What is required: Rewrite the listing below from the line with "tag the moss" through the line with "<point>285,56</point>", both included, and leave out every other line. Keep the requests and their format samples unchanged, but multiply each answer coordinate by 0.65 and round it to a whole number, with halves rounded up.
--- START Provided records ---
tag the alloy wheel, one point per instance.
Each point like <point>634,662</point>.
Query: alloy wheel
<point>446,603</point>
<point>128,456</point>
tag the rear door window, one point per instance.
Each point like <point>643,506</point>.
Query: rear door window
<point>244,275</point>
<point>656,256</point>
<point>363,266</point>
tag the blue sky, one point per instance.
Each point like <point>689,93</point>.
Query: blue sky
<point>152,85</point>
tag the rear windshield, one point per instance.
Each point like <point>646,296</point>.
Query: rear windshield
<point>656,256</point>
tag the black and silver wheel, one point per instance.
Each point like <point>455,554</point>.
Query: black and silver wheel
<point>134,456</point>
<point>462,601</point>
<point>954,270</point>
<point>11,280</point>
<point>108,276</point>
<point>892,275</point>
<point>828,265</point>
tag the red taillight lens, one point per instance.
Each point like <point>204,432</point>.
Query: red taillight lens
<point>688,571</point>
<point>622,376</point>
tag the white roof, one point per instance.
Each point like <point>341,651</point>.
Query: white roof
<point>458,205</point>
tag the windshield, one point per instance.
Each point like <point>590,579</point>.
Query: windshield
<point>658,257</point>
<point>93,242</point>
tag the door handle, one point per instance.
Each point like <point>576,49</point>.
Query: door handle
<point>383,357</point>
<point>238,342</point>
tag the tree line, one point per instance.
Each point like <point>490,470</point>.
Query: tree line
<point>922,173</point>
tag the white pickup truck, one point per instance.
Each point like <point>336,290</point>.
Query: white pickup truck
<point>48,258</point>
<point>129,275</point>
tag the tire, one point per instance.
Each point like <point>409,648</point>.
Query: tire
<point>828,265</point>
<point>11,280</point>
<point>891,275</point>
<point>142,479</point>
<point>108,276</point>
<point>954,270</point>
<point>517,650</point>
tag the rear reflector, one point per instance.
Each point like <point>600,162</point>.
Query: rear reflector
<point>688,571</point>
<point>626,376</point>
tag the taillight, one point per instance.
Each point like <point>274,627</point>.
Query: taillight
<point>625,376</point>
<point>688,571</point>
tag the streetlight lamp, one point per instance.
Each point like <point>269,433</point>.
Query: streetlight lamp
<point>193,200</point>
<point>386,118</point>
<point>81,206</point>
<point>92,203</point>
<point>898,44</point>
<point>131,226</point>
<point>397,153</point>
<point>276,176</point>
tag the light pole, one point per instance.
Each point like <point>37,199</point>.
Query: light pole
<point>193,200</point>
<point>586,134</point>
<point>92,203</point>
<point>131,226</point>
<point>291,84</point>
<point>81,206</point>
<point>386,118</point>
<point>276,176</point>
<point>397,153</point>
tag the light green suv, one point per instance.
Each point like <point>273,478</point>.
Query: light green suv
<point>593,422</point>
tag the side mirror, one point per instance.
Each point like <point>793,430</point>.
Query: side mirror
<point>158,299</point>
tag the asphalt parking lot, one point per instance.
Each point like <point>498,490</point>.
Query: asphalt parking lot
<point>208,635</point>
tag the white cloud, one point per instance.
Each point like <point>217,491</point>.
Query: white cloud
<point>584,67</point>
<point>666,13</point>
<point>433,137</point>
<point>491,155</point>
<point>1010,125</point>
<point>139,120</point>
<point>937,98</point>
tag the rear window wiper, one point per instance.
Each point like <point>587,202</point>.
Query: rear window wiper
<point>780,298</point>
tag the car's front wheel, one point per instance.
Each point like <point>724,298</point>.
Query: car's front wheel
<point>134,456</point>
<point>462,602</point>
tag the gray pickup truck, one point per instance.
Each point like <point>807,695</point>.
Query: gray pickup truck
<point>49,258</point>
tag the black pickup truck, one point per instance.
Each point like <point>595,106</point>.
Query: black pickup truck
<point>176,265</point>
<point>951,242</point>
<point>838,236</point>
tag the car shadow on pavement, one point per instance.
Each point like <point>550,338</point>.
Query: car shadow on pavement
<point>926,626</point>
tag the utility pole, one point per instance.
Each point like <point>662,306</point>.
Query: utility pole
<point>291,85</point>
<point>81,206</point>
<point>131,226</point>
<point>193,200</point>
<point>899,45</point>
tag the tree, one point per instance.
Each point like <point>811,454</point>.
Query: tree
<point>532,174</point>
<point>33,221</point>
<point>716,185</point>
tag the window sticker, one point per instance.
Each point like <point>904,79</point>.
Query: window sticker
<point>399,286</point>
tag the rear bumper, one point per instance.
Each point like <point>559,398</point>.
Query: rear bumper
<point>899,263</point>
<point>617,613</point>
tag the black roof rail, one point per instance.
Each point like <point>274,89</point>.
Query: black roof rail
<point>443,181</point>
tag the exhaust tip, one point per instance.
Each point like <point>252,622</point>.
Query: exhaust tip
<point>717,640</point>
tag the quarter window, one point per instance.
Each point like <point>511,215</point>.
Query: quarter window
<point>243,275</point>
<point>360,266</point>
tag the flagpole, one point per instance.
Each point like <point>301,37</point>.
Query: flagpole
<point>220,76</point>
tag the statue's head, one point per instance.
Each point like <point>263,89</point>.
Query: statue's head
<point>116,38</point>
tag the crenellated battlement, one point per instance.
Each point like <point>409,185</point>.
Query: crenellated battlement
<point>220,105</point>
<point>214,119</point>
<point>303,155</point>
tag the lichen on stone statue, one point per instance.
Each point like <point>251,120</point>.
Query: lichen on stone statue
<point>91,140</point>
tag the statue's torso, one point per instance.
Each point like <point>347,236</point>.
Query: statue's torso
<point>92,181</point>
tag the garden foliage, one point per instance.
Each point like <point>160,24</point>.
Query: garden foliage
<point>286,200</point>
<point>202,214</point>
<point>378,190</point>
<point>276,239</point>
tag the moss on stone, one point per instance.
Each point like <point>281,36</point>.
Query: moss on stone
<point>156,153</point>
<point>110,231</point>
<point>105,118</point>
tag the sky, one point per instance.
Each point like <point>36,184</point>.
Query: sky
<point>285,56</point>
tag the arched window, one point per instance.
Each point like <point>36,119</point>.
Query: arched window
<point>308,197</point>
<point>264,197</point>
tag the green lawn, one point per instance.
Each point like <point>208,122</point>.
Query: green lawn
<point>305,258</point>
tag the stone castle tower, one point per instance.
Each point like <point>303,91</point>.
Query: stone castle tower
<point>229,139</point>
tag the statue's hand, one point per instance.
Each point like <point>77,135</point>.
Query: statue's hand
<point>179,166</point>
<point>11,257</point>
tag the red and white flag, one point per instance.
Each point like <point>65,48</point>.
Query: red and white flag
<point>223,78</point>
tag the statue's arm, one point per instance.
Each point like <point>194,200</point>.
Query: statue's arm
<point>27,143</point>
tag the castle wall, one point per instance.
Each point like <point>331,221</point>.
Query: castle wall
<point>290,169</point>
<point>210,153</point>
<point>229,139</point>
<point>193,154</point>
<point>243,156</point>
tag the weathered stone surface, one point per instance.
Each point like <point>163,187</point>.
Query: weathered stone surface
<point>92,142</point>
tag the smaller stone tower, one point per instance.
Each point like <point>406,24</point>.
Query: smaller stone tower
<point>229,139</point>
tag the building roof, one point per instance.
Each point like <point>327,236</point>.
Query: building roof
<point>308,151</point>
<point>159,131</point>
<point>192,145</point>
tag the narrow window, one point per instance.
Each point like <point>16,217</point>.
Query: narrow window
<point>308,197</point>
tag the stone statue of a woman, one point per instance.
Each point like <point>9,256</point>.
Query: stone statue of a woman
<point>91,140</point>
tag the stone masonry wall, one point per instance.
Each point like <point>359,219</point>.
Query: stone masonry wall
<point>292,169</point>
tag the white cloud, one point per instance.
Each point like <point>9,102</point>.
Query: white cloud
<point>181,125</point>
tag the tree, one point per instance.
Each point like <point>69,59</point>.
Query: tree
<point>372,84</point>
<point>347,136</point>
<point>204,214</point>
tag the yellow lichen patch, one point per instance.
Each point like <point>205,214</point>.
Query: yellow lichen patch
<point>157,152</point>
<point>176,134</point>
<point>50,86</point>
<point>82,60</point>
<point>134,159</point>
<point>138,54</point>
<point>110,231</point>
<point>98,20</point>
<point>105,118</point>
--- END Provided records ---
The solution:
tag the moss on stone, one point per instance.
Each point like <point>281,36</point>.
Query: moss on stone
<point>101,99</point>
<point>72,150</point>
<point>68,77</point>
tag the sky, one point per instance.
Each point like <point>36,184</point>.
Query: sky
<point>185,36</point>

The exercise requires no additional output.